» Directive
Place each line of the following material into a Markdown table with the columns "Row" and "Material line," numbering the rows consecutively and omitting any blank lines.

» Extracted material
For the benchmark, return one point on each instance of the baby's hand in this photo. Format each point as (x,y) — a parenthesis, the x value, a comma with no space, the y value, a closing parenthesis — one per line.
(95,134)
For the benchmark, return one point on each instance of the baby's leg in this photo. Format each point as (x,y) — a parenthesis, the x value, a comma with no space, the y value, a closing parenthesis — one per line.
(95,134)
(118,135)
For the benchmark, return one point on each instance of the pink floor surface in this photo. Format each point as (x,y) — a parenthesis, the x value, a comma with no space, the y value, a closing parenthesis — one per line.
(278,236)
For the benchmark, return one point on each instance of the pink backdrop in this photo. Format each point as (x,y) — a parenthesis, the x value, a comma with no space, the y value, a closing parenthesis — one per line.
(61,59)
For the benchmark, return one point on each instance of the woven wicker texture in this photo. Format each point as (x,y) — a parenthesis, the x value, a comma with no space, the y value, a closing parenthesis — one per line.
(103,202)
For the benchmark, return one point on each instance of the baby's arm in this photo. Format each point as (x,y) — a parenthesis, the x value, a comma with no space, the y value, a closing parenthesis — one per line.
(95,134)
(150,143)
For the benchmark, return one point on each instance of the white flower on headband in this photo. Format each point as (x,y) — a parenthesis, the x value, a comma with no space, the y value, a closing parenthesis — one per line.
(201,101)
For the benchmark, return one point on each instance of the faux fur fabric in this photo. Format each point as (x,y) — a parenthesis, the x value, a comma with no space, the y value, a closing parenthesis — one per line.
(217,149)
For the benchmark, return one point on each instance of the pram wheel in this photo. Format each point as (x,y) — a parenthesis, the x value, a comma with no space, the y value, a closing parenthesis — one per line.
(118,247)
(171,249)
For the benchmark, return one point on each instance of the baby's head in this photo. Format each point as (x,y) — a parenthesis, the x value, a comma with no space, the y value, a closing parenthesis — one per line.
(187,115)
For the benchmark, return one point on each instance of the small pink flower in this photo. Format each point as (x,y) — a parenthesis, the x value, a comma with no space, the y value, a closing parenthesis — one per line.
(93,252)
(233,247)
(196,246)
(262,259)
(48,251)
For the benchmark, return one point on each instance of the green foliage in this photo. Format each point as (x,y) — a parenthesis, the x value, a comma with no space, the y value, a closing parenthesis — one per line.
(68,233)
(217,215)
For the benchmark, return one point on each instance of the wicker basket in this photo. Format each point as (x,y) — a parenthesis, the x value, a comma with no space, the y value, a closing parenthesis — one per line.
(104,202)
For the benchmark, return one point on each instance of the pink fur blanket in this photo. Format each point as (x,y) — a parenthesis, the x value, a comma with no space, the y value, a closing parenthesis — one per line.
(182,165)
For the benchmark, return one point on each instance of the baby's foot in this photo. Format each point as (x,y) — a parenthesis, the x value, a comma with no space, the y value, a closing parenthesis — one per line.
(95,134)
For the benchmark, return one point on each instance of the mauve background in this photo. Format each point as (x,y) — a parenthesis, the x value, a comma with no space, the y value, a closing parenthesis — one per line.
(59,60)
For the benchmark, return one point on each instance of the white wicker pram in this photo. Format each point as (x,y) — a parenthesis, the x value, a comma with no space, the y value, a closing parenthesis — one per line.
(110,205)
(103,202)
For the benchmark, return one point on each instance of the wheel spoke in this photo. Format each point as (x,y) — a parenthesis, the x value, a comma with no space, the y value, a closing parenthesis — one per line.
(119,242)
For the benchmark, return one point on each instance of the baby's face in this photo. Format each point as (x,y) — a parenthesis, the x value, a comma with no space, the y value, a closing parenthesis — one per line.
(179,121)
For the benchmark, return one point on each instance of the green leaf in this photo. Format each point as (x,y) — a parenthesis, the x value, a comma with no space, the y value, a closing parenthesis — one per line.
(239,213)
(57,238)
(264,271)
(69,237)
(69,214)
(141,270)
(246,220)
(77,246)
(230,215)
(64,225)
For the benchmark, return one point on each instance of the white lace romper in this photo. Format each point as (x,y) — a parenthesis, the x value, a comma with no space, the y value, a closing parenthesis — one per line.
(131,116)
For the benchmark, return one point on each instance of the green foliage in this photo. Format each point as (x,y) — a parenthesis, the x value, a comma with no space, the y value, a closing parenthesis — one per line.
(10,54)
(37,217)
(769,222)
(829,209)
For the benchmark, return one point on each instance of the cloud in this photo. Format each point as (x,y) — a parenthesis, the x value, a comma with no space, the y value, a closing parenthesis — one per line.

» Reply to the exercise
| Row | Material line |
|---|---|
| 1 | For the benchmark, return one point on each instance of the baby's hand in this photo. Format each point as (x,y) — a parenthesis, the x value, a comma with no space, the y value, a closing parenthesis — one per line. |
| 2 | (95,134) |
| 3 | For the benchmark, return one point on each instance of the baby's leg in this photo. Format each point as (x,y) — a parenthesis, the x value, a comma with no space, the y value, a closing parenthesis — one per line. |
| 4 | (95,134) |
| 5 | (118,135) |
| 6 | For the benchmark, return one point on each instance of the pink floor surface in this photo. Format each point as (x,y) — a parenthesis, the x value, a comma with no space, the y value, a closing parenthesis — one per line. |
| 7 | (278,236) |
| 8 | For the benchmark, return one point on each instance of the pink backdrop in this photo. Format each point as (x,y) — a parenthesis, the x value, a comma with no space, the y value, a closing parenthesis — one per line. |
| 9 | (61,59) |
| 10 | For the benchmark, return one point on each instance of the woven wicker texture in this photo. Format each point as (x,y) — a parenthesis, the x value, a comma with no space, the y value, a closing parenthesis — one per line. |
| 11 | (103,202) |
| 12 | For the benchmark, return one point on each instance of the baby's arm in this photo. Format each point as (x,y) — a parenthesis, the x value, a comma with no space, the y value, a closing parenthesis — one per line. |
| 13 | (95,134) |
| 14 | (150,143) |
| 15 | For the benchmark, return one point on each instance of the white flower on headband in this photo. Format each point as (x,y) — a parenthesis, the x value, a comma with no space, the y value, a closing parenthesis — one per line. |
| 16 | (201,101) |
| 17 | For the benchmark, return one point on each instance of the faux fur fabric in this photo. Format each point as (x,y) — a parenthesis, the x value, a comma with no space, the y value, a closing parenthesis — one per line. |
| 18 | (217,149) |
| 19 | For the benchmark, return one point on each instance of the pram wheel in this photo. Format each point as (x,y) — a parenthesis, the x value, a comma with no space, the y value, a closing parenthesis — one per line. |
| 20 | (118,247) |
| 21 | (171,249) |
| 22 | For the benchmark, return one point on each instance of the baby's head in this photo. Format each point as (x,y) — a parenthesis, the x value, a comma with no space, the y value, a closing parenthesis — one per line. |
| 23 | (187,115) |
| 24 | For the benchmark, return one point on each instance of the small pink flower in this photo. Format each point as (x,y) — a parenthesis, the x value, a comma with no space, the y value, a closing parenthesis — one per line. |
| 25 | (93,252) |
| 26 | (233,247) |
| 27 | (196,246) |
| 28 | (262,259) |
| 29 | (48,251) |
| 30 | For the benchmark, return one point on each instance of the green foliage in this photo. Format each point as (x,y) — a parenthesis, the x value, a comma with no space, the y value, a closing parenthesis — one per line. |
| 31 | (68,233) |
| 32 | (217,215) |
| 33 | For the benchmark, return one point on each instance of the wicker basket in this photo. Format each point as (x,y) — a parenthesis, the x value, a comma with no space, the y value, a closing parenthesis — one per line. |
| 34 | (104,202) |
| 35 | For the benchmark, return one point on each instance of the pink fur blanket in this photo. Format each point as (x,y) — a parenthesis, the x value, a comma with no space, the y value, a closing parenthesis — one per line. |
| 36 | (182,165) |
| 37 | For the benchmark, return one point on each instance of the baby's foot in this photo. Format each point as (x,y) — a parenthesis, the x value, a comma with no space, the y value, a closing parenthesis — one per line. |
| 38 | (95,134) |
| 39 | For the benchmark, return one point on each instance of the mauve background in this photo. Format each point as (x,y) — a parenthesis, the x value, a comma with no space, the y value, a closing parenthesis — one per line. |
| 40 | (59,60) |
| 41 | For the benchmark, return one point on each instance of the white wicker pram in this photo. Format each point as (x,y) — a parenthesis, the x value, a comma with no space, the y value, a closing parenthesis — one per line. |
| 42 | (110,205) |
| 43 | (103,202) |
| 44 | For the benchmark, return one point on each instance of the wheel spoke in this photo. Format each point as (x,y) — a parenthesis, the x value, a comma with no space, the y value, a closing parenthesis — one per line. |
| 45 | (119,242) |
| 46 | For the benchmark, return one point on each instance of the baby's face in this photo. Format each point as (x,y) — a parenthesis, the x value, a comma with no space, the y value, a closing parenthesis — one per line. |
| 47 | (179,121) |
| 48 | For the benchmark, return one point on each instance of the green leaf in this photo. Format each point as (x,y) — a parenthesis, the x value, a comma with no space, the y value, a closing parenthesis — one per line. |
| 49 | (239,213) |
| 50 | (57,238) |
| 51 | (264,271) |
| 52 | (69,237) |
| 53 | (69,214) |
| 54 | (141,270) |
| 55 | (246,220) |
| 56 | (77,246) |
| 57 | (230,215) |
| 58 | (64,225) |
| 59 | For the benchmark, return one point on each instance of the white lace romper in this photo. Format each point as (x,y) — a parenthesis, the x value, a comma with no space, the y value, a closing parenthesis — one per line. |
| 60 | (131,116) |
| 61 | For the benchmark, return one point on each instance of the green foliage in this photo. Format each point as (x,y) — a parenthesis, the x value, a comma with no space, the y value, a closing parenthesis — one per line. |
| 62 | (10,54) |
| 63 | (37,217) |
| 64 | (769,222) |
| 65 | (829,209) |
| 66 | For the benchmark, return one point on each instance of the cloud in this photo. Format each point as (x,y) — a parenthesis, the x value, a comma with no space, the y value, a closing parenthesis — one per line. |